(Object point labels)
** Start **

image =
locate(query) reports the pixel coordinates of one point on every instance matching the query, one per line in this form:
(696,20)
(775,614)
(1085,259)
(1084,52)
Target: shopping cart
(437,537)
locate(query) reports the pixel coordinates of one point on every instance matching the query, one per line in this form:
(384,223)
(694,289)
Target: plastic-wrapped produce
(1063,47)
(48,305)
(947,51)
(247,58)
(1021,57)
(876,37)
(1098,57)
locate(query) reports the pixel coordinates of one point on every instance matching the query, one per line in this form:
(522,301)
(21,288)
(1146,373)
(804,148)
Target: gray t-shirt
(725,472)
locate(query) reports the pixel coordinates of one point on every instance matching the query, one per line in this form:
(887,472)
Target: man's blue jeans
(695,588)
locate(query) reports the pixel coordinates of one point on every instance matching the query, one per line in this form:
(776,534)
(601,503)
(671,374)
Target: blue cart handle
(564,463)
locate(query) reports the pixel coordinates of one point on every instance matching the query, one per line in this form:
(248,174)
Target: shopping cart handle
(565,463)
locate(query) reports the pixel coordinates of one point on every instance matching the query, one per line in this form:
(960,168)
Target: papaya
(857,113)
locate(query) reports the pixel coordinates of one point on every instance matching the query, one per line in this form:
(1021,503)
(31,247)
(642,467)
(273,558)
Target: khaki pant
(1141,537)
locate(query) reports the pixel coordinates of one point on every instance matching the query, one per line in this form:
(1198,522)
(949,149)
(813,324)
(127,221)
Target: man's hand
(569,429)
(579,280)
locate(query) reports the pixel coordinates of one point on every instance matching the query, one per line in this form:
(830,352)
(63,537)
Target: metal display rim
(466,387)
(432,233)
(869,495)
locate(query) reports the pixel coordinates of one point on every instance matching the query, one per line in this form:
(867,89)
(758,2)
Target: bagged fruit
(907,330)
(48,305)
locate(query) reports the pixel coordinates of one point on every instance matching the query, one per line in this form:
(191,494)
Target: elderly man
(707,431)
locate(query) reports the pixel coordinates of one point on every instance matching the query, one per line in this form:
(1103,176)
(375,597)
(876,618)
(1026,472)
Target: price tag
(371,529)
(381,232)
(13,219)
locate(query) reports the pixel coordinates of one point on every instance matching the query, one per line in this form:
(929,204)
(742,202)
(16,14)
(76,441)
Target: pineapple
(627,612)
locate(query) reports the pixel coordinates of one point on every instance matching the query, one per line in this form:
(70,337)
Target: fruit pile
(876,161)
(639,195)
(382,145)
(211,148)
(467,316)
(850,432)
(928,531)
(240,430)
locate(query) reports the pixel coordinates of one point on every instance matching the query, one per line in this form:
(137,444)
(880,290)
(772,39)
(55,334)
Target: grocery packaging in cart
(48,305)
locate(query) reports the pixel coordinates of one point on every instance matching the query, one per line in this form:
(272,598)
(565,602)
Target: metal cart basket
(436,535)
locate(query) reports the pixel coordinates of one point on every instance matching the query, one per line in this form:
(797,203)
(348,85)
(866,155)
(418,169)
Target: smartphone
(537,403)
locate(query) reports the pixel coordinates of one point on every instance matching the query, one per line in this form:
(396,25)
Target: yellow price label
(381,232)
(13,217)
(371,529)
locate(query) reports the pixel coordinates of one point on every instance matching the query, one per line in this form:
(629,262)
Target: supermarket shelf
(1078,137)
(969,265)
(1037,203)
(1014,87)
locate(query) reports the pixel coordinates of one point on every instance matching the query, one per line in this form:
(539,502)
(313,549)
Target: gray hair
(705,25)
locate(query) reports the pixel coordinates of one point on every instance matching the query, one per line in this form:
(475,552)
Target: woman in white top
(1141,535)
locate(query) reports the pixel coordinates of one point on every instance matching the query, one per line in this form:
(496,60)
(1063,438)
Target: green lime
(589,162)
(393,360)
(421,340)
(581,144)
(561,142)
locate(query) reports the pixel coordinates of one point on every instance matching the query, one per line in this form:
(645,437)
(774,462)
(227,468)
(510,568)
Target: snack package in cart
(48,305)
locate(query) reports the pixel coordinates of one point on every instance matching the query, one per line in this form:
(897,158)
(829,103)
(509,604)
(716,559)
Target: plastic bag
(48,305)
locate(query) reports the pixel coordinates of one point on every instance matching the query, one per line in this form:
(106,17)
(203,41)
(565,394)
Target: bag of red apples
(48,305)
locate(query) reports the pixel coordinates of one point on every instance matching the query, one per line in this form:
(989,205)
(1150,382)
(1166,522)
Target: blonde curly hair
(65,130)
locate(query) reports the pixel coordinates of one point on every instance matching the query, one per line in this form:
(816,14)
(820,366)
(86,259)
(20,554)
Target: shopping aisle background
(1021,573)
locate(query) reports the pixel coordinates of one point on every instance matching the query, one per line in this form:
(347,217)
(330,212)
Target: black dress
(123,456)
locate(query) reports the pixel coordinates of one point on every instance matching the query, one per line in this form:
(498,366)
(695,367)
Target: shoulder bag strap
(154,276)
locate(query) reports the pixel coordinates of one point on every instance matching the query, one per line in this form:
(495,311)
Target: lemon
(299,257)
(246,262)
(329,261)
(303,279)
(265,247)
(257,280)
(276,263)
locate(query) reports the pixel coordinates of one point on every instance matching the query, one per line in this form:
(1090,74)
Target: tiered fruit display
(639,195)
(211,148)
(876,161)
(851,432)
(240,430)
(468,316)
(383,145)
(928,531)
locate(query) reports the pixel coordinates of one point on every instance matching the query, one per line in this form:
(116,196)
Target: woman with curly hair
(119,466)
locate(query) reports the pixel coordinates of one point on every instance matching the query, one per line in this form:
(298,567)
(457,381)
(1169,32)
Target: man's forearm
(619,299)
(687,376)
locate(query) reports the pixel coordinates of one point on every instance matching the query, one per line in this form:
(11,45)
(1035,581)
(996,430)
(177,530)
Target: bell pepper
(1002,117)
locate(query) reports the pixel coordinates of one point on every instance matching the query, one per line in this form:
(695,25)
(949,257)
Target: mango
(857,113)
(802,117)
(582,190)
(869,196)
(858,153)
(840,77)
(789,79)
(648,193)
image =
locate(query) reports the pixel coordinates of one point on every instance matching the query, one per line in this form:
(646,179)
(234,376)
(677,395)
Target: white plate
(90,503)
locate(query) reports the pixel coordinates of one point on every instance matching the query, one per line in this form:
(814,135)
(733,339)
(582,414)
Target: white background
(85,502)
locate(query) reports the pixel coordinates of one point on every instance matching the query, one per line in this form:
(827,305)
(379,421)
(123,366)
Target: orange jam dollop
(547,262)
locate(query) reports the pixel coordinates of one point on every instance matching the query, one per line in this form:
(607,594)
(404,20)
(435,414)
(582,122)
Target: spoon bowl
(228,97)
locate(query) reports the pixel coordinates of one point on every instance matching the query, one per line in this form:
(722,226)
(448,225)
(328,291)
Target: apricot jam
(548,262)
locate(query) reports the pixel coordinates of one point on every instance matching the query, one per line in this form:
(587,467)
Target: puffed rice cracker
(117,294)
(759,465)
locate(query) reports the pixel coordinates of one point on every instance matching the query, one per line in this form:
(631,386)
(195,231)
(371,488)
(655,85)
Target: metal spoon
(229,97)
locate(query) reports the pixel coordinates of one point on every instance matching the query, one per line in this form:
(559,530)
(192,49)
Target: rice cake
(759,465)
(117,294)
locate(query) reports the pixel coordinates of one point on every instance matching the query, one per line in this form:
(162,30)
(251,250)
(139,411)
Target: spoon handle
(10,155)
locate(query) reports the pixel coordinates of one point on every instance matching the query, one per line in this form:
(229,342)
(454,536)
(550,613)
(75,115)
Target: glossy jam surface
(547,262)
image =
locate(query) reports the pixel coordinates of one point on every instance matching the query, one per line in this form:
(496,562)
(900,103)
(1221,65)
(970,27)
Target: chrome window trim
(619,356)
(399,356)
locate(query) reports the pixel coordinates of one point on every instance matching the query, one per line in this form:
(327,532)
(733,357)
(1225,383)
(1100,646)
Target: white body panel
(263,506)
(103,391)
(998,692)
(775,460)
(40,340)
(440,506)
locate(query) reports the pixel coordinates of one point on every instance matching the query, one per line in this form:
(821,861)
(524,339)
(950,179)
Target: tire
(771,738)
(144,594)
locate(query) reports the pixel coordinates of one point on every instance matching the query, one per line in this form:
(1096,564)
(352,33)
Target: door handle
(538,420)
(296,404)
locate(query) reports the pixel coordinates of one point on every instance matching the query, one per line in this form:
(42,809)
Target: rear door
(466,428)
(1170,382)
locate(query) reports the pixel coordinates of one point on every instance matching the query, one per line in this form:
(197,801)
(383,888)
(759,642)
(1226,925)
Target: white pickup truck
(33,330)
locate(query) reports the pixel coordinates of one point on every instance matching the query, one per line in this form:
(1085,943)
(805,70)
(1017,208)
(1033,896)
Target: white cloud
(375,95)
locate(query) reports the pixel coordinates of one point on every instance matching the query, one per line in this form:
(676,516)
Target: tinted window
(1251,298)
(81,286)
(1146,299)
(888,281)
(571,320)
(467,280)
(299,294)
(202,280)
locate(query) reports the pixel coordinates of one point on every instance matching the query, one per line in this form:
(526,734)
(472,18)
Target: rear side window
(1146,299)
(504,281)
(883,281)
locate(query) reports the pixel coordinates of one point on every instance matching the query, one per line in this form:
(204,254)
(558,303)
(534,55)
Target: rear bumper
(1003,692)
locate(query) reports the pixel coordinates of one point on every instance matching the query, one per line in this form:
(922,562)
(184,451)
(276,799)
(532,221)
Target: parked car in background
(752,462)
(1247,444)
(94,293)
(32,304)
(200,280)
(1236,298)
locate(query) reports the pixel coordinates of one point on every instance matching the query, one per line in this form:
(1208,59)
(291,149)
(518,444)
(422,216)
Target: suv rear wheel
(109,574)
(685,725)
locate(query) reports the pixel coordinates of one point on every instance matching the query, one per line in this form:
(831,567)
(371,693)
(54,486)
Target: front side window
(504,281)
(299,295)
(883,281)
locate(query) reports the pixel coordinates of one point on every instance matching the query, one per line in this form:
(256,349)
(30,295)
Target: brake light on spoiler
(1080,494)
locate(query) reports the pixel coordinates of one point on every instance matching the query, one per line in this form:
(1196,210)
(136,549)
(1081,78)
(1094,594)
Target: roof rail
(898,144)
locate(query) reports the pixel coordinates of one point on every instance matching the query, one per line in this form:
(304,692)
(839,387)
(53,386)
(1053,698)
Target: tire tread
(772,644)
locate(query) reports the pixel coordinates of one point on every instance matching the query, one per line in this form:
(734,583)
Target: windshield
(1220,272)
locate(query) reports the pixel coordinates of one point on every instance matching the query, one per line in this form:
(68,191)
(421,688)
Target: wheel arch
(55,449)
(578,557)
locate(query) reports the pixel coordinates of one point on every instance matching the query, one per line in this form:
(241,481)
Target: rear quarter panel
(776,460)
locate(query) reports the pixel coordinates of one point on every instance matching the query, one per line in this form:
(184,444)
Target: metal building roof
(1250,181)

** End **

• _WRITTEN PROBLEM_
Find every line in the records that contains the string "cart", and copy each of those lines.

• _EXERCISE OUTPUT_
Target: shopping cart
Target: blue cart handle
Target: shopping cart handle
Target: grocery packaging in cart
Target: metal cart basket
Target: snack package in cart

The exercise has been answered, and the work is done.